— SELECTED EXTRACT —
※ ※ ※
Overview

The Support Vector Machine (SVM) preforms linear classification (among with other kernels) to project the data into classifications, based on their long vector inputs. Applying this model to text data may allow for classification of unlabeled text. This classification is based in Vapnik’s statistical learning theory which has provided insight into the classification of text. These methods inform the ability to understand nuance and future action of a particular text. For exampale, the query ‘using support vector machines to predict the future’ generates over one million citations on Google Scholar. Specifically in the context of bills, it may be insightful to understand the characteristics and similarities to understand how bills change and evolve both spatially and temporally. Applying SVM to news data may provide insights into media bias as well. How are certain features in the news cycle represented differently by different sources and within different contexts? Applyinng SVM in for this case will provide insight into differences of language when reporting on partisian issues and how this polarization (may or may not) be present in proposed climate oriented bills.

Table of Contents


The data utilized in this method is similar to that of the other machine learning methods applied. A lemmatized version of the Count Vectorizer was utilized. This data may be found at my Hugging Face Collection.
※ ※ ※
Location identification items
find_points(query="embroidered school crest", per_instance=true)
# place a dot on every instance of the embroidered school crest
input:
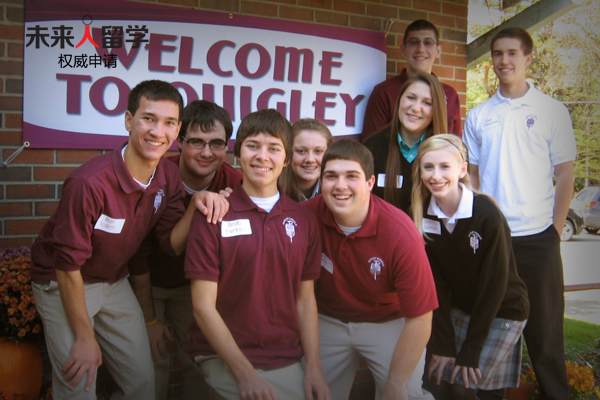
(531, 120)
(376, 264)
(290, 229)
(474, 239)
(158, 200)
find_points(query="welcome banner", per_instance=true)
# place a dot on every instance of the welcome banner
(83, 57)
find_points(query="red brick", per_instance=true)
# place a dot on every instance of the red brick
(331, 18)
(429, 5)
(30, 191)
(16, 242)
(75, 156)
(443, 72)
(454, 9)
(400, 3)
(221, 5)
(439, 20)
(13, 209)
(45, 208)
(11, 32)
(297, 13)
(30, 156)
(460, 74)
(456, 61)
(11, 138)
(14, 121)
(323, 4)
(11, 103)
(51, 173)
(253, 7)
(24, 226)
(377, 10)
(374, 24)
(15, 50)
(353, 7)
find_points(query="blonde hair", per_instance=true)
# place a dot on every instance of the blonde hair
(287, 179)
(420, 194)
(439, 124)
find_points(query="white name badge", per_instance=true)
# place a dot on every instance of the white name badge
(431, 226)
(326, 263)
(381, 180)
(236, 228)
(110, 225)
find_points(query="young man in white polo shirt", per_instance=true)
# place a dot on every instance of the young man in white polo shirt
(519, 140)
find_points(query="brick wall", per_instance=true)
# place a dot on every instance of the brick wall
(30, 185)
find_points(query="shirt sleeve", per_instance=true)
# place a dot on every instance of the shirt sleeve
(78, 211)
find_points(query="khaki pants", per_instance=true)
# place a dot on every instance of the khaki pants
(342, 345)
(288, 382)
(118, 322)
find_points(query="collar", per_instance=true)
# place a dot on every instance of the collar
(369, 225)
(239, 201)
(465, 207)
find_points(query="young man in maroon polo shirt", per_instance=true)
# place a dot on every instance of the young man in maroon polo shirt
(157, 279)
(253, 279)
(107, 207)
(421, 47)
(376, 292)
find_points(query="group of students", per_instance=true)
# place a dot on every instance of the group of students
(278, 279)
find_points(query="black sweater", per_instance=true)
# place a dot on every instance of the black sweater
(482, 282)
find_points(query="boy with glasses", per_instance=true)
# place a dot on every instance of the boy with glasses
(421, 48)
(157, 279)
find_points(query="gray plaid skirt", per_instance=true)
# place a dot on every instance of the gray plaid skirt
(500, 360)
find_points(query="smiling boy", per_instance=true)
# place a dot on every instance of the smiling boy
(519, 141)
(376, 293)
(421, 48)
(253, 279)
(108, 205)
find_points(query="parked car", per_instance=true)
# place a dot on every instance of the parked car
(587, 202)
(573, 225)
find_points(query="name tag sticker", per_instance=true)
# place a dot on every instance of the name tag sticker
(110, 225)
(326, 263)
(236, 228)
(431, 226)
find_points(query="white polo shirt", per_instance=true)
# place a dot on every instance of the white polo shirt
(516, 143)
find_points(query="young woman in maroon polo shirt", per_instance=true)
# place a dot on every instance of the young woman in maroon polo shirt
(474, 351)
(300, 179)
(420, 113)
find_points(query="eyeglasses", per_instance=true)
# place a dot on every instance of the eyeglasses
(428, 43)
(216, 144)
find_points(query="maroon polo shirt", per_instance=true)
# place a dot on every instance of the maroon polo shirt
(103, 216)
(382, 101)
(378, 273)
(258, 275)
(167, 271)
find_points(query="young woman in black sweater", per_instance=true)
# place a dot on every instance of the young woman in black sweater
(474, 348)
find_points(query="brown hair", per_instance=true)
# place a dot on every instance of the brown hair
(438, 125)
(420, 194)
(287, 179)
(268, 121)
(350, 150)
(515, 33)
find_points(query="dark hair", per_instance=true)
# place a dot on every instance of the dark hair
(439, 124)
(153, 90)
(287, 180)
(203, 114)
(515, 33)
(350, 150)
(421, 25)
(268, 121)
※ ※ ※
— TASK LIST —
1. Condense the paragraph of the SVM overview that begins "The Support Vector Machine (SVM)" into a bulleted list that keeps its main facts.
2. Extract each line of the rows containing the string "khaki". Case must match exactly.

— IN RESPONSE —
1.
- The Support Vector Machine (SVM) performs linear classification, along with other kernels, projecting data into classifications based on long vector inputs.
- Applied to text data, it may allow unlabeled text to be classified.
- This classification is grounded in Vapnik's statistical learning theory, which has provided insight into text classification.
- These methods inform the ability to understand the nuance and future action of a text. The query 'using support vector machines to predict the future' returns over one million citations on Google Scholar.
- For bills, it may help reveal characteristics and similarities that show how bills change and evolve both spatially and temporally.
- For news data, it may provide insight into media bias: how features of the news cycle are represented differently by different sources and in different contexts.
- In this case, SVM will show differences in language when reporting on partisan issues, and whether that polarization is present in proposed climate-oriented bills.

2.
find_points(query="khaki pants", per_instance=true)
# place a dot on every instance of the khaki pants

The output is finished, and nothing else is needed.